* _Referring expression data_
=-=-=-=-=
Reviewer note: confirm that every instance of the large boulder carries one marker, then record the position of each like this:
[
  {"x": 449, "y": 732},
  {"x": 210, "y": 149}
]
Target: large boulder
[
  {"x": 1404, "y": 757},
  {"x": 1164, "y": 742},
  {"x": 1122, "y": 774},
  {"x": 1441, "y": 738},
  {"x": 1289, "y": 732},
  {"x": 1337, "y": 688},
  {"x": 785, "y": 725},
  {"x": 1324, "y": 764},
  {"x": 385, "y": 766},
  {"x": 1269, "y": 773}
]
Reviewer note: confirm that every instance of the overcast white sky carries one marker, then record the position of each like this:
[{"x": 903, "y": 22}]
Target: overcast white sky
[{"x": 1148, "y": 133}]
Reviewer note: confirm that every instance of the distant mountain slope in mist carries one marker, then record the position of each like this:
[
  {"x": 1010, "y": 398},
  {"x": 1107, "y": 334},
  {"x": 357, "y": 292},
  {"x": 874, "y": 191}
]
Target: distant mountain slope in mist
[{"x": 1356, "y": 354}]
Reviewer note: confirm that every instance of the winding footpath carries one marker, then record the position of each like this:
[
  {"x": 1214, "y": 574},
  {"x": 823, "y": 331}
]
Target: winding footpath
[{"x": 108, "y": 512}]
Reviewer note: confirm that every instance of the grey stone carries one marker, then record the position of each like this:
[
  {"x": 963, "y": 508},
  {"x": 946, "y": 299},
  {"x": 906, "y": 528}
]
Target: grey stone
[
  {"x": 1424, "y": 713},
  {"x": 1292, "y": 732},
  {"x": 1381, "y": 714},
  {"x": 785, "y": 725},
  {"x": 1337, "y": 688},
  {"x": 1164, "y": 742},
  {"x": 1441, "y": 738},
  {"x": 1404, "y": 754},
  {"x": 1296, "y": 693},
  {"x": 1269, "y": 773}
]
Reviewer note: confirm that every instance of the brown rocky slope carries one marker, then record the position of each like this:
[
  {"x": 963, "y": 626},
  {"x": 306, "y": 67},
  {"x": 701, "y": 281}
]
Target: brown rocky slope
=-=-=-=-=
* _EXERCISE BRIEF_
Copy every record above verbatim and in full.

* _ANSWER TO THIS TASK_
Reviewer note: confirm that every instance of the large boulder carries one marker, then record the position of each like this:
[
  {"x": 449, "y": 732},
  {"x": 210, "y": 149}
]
Target: large boulder
[
  {"x": 1404, "y": 757},
  {"x": 1164, "y": 742},
  {"x": 1122, "y": 774},
  {"x": 1441, "y": 738},
  {"x": 1289, "y": 732},
  {"x": 1337, "y": 688},
  {"x": 785, "y": 725},
  {"x": 1324, "y": 764},
  {"x": 385, "y": 766},
  {"x": 1269, "y": 773}
]
Reviewer note: confirm that every instance of the overcast white sky carries one marker, then record the position of each like this:
[{"x": 903, "y": 22}]
Target: overcast white sky
[{"x": 1148, "y": 133}]
Reviewer note: confirm that every instance of the distant mountain slope in mist carries one marker, then record the position of each like this:
[
  {"x": 1010, "y": 398},
  {"x": 1107, "y": 334},
  {"x": 357, "y": 292},
  {"x": 874, "y": 191}
]
Target: distant mountain slope in mist
[{"x": 1356, "y": 354}]
Reviewer note: confirm that every instance of the winding footpath carries one marker, then record the position of each like this:
[
  {"x": 1214, "y": 574},
  {"x": 823, "y": 331}
]
Target: winding footpath
[{"x": 108, "y": 512}]
Reviewer note: confirm that every instance of the grey stone carries one marker, then record the position of each like this:
[
  {"x": 963, "y": 508},
  {"x": 946, "y": 299},
  {"x": 906, "y": 528}
]
Target: grey stone
[
  {"x": 1424, "y": 713},
  {"x": 1292, "y": 732},
  {"x": 1381, "y": 714},
  {"x": 785, "y": 725},
  {"x": 1337, "y": 688},
  {"x": 1164, "y": 742},
  {"x": 1441, "y": 738},
  {"x": 1404, "y": 754},
  {"x": 1296, "y": 693},
  {"x": 1269, "y": 773}
]
Reviewer note: confirm that every instance of the brown rocky slope carries one marker, then record the position of each like this:
[
  {"x": 963, "y": 626},
  {"x": 306, "y": 67},
  {"x": 701, "y": 281}
]
Target: brown rocky slope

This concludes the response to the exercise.